## Passage given

Join us in person or online for a seminar with John Soniega.

Monastic-Mission Domain: Spatio-Cultural History of the New Norcia Mission in the Nineteenth-Century

New Norcia, a curious town nestled in a wide valley deep within the heart of Yued-Noongar country in Western Australia. Founded by Spanish Benedictine monks in the nineteenth century, the township functioned as both a hybridised monastic mission and lived village for Aboriginal people and the Spanish monks from 1867-1900. From 1901 until the late 1990s it radically shifted towards a cloistered monastery with new schools for Catholic Anglo-settler children built over the previous mission villages. These schools were run by the Marist brothers and Irish sisters of mercy respectively. Evidently, multiple cultural communities resided and conglomerated within New Norcia from around the 1870s and until the first decade of the 1900s.

## Excerpted records
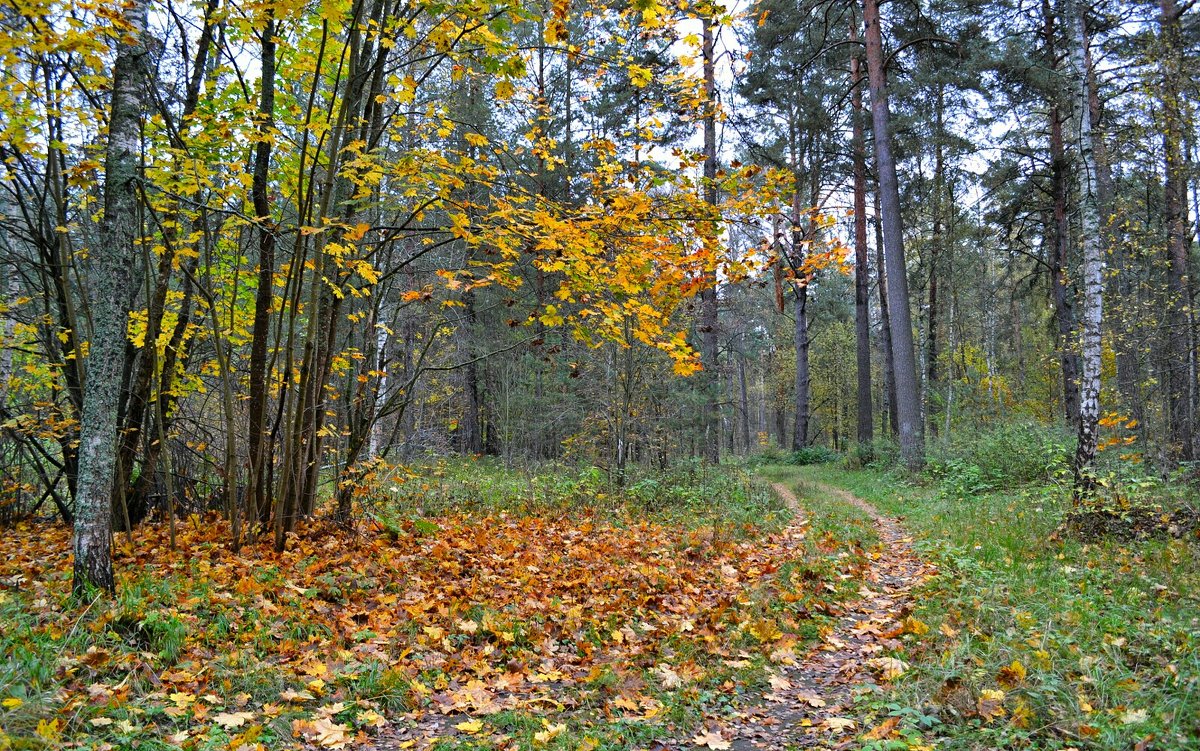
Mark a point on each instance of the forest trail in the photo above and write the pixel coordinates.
(810, 701)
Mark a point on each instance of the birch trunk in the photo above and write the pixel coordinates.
(1093, 270)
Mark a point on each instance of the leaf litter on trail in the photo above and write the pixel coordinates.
(485, 614)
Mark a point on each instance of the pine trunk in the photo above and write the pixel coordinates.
(912, 443)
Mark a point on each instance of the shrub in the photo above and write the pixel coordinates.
(1007, 456)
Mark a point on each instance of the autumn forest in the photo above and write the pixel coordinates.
(453, 374)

## Stated goal
According to the seminar notice, who founded New Norcia?

## Output for this exercise
Spanish Benedictine monks founded it in the nineteenth century.